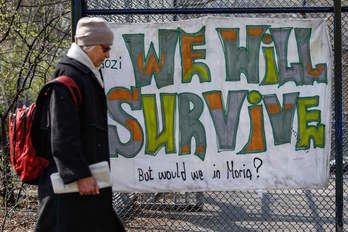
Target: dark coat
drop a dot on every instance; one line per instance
(78, 138)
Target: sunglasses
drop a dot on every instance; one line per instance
(105, 49)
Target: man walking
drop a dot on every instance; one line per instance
(79, 138)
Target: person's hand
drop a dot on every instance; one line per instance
(88, 186)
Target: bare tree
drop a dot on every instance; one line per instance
(33, 34)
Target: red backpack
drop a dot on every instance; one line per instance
(29, 141)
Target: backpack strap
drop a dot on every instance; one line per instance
(72, 87)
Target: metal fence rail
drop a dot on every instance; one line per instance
(276, 210)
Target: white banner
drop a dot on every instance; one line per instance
(215, 104)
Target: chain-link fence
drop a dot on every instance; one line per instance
(276, 210)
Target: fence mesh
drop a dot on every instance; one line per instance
(276, 210)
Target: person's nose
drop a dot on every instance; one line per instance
(107, 54)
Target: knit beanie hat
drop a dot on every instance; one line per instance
(93, 31)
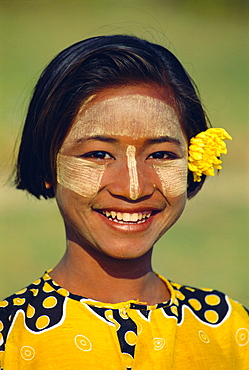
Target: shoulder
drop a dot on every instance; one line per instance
(31, 303)
(210, 306)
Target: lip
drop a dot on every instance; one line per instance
(139, 226)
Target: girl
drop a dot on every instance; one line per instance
(107, 134)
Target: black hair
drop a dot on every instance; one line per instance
(80, 71)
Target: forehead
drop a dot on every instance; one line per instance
(134, 115)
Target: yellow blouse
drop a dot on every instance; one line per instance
(45, 327)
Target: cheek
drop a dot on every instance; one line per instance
(79, 175)
(173, 177)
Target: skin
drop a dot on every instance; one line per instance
(111, 261)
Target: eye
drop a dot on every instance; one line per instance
(163, 155)
(98, 154)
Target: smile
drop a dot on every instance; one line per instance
(127, 218)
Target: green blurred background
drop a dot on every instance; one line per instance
(209, 244)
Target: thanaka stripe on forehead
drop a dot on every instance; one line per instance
(123, 115)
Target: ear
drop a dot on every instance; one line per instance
(48, 185)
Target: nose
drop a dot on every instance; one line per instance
(132, 180)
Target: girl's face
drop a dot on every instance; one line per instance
(122, 171)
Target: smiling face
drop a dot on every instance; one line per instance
(122, 171)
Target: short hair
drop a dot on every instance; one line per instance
(78, 72)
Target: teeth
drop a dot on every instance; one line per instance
(127, 217)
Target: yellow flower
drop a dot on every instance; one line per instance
(205, 150)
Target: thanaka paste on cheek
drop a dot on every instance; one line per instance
(135, 116)
(79, 175)
(173, 176)
(132, 167)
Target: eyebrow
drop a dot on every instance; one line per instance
(104, 139)
(107, 139)
(164, 139)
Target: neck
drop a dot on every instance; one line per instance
(100, 277)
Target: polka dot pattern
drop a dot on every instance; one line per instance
(44, 304)
(126, 328)
(210, 306)
(242, 336)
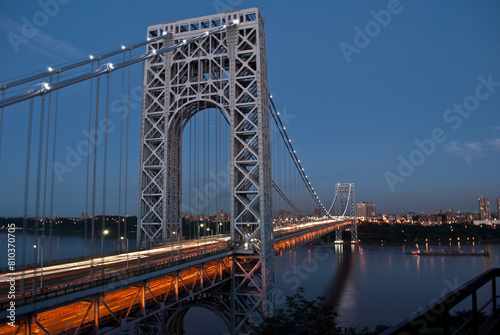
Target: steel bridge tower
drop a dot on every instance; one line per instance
(344, 205)
(226, 71)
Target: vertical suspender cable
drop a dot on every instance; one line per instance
(208, 112)
(105, 165)
(118, 242)
(205, 128)
(26, 187)
(92, 230)
(88, 164)
(27, 179)
(1, 124)
(56, 109)
(126, 153)
(46, 164)
(217, 199)
(39, 174)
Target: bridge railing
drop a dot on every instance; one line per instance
(438, 314)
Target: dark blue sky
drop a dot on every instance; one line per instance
(378, 108)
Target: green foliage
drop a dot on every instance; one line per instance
(300, 316)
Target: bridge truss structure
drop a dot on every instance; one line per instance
(344, 206)
(211, 62)
(227, 71)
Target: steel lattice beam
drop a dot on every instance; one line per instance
(226, 71)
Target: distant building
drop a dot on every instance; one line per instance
(484, 208)
(366, 210)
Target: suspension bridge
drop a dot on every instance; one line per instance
(214, 149)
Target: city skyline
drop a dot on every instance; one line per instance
(378, 96)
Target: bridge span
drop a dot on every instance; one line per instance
(205, 97)
(160, 284)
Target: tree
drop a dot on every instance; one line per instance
(300, 316)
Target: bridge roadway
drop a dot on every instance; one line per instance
(133, 290)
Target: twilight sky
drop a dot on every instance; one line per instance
(400, 97)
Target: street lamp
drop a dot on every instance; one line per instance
(123, 238)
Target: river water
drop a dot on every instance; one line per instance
(367, 285)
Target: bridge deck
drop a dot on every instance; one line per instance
(164, 279)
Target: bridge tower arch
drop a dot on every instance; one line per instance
(227, 70)
(344, 205)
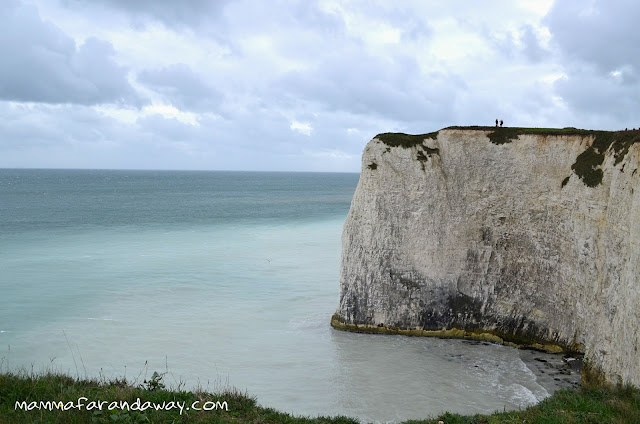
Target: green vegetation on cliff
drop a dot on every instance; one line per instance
(586, 166)
(584, 405)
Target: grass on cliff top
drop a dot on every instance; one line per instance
(587, 165)
(584, 405)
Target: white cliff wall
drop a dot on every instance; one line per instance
(461, 233)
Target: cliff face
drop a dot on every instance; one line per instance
(535, 241)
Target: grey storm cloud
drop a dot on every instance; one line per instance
(182, 87)
(372, 85)
(170, 12)
(602, 33)
(42, 64)
(601, 46)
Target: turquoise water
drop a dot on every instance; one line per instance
(220, 279)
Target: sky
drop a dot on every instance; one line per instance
(298, 85)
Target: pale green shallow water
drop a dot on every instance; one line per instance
(226, 278)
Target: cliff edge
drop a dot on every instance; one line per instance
(523, 236)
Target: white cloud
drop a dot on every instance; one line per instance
(225, 85)
(301, 127)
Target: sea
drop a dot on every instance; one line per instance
(220, 280)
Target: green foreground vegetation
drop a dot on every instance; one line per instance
(584, 405)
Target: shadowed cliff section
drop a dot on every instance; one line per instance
(522, 236)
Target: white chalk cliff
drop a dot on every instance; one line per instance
(518, 235)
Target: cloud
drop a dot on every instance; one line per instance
(170, 12)
(40, 63)
(182, 87)
(600, 49)
(301, 127)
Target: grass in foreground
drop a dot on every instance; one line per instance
(585, 405)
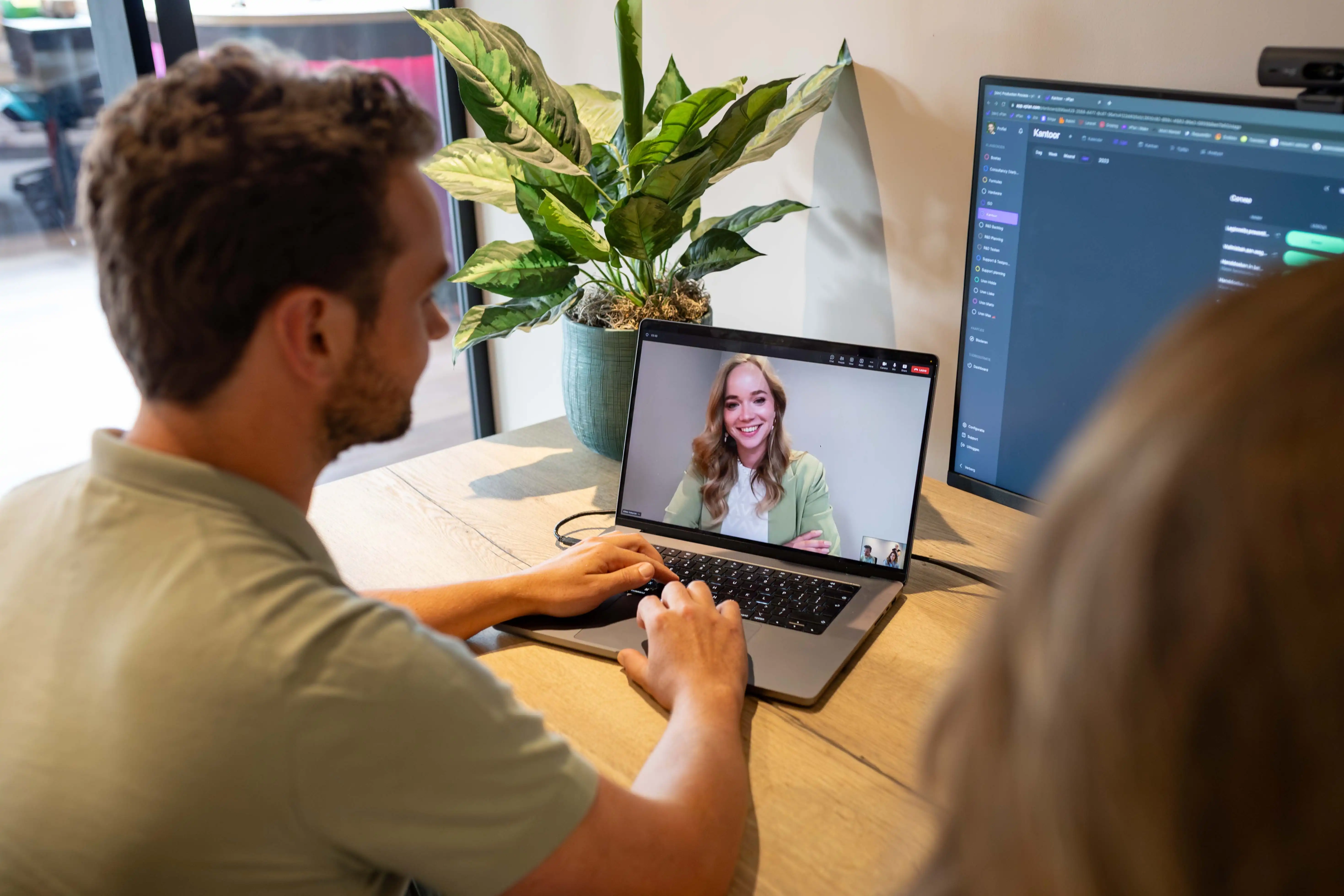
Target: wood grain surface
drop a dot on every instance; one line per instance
(836, 799)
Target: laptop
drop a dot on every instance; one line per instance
(834, 433)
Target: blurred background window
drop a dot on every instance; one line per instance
(61, 373)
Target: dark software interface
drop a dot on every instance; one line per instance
(1099, 217)
(855, 425)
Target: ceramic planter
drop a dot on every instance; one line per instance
(596, 371)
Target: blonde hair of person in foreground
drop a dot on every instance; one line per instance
(1158, 703)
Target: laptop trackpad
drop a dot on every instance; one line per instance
(629, 635)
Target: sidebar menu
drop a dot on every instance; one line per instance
(994, 258)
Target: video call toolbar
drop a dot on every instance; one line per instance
(879, 361)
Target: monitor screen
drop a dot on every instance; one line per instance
(807, 447)
(1097, 214)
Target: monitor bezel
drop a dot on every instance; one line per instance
(773, 551)
(984, 490)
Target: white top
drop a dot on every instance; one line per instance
(744, 520)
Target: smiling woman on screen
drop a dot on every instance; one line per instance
(744, 479)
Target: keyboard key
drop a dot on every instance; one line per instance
(775, 597)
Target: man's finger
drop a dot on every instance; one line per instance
(636, 667)
(634, 542)
(618, 558)
(701, 593)
(627, 578)
(651, 608)
(675, 594)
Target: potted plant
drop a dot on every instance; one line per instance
(609, 185)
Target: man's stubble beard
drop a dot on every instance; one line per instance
(366, 406)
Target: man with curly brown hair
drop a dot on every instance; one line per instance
(191, 700)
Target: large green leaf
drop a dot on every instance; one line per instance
(744, 222)
(643, 228)
(705, 226)
(814, 97)
(518, 271)
(578, 194)
(492, 322)
(717, 250)
(682, 117)
(600, 111)
(629, 49)
(527, 199)
(506, 89)
(670, 89)
(605, 171)
(474, 170)
(686, 178)
(691, 218)
(580, 236)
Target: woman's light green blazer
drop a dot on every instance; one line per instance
(804, 507)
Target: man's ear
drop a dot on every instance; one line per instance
(316, 332)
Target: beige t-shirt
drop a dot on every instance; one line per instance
(191, 702)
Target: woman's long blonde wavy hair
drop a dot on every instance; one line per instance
(714, 453)
(1158, 706)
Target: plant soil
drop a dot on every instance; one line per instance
(597, 308)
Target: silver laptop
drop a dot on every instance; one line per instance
(787, 484)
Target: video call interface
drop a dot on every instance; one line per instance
(1097, 220)
(854, 426)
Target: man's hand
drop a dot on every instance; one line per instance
(695, 649)
(589, 573)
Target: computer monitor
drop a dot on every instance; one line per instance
(1097, 214)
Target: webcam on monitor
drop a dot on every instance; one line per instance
(1318, 70)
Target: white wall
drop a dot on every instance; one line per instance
(917, 66)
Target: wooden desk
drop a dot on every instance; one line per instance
(838, 805)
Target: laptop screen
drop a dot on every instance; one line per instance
(812, 451)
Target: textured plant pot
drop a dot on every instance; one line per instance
(597, 366)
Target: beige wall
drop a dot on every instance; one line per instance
(917, 66)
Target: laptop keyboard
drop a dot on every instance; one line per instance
(773, 597)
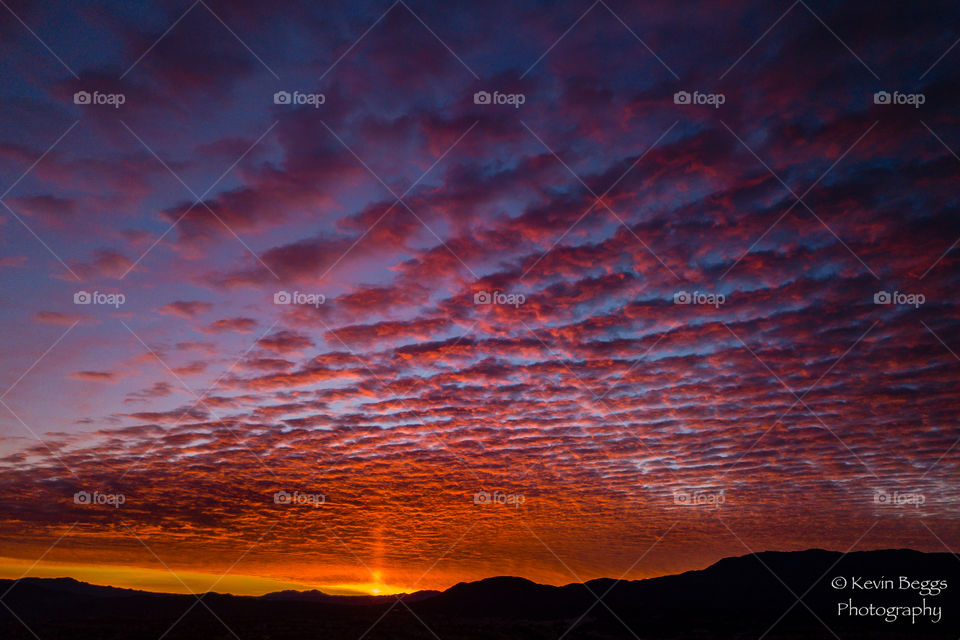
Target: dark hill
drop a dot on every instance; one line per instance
(742, 597)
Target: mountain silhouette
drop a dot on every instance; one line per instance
(739, 597)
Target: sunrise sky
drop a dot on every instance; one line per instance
(490, 295)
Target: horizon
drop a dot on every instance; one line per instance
(391, 295)
(348, 590)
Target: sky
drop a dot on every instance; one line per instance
(377, 297)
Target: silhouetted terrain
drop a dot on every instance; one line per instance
(734, 598)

• [EXERCISE DESCRIPTION] Copy the lines from the one holding "Target: silhouetted terrain" through the last line, inclusive, and swap "silhouetted terrain" for "shadowed landscape", leaving everything else as it is.

• [WRITTEN ANSWER]
Target: shadowed landscape
drop a dot on every instance; one line per instance
(734, 598)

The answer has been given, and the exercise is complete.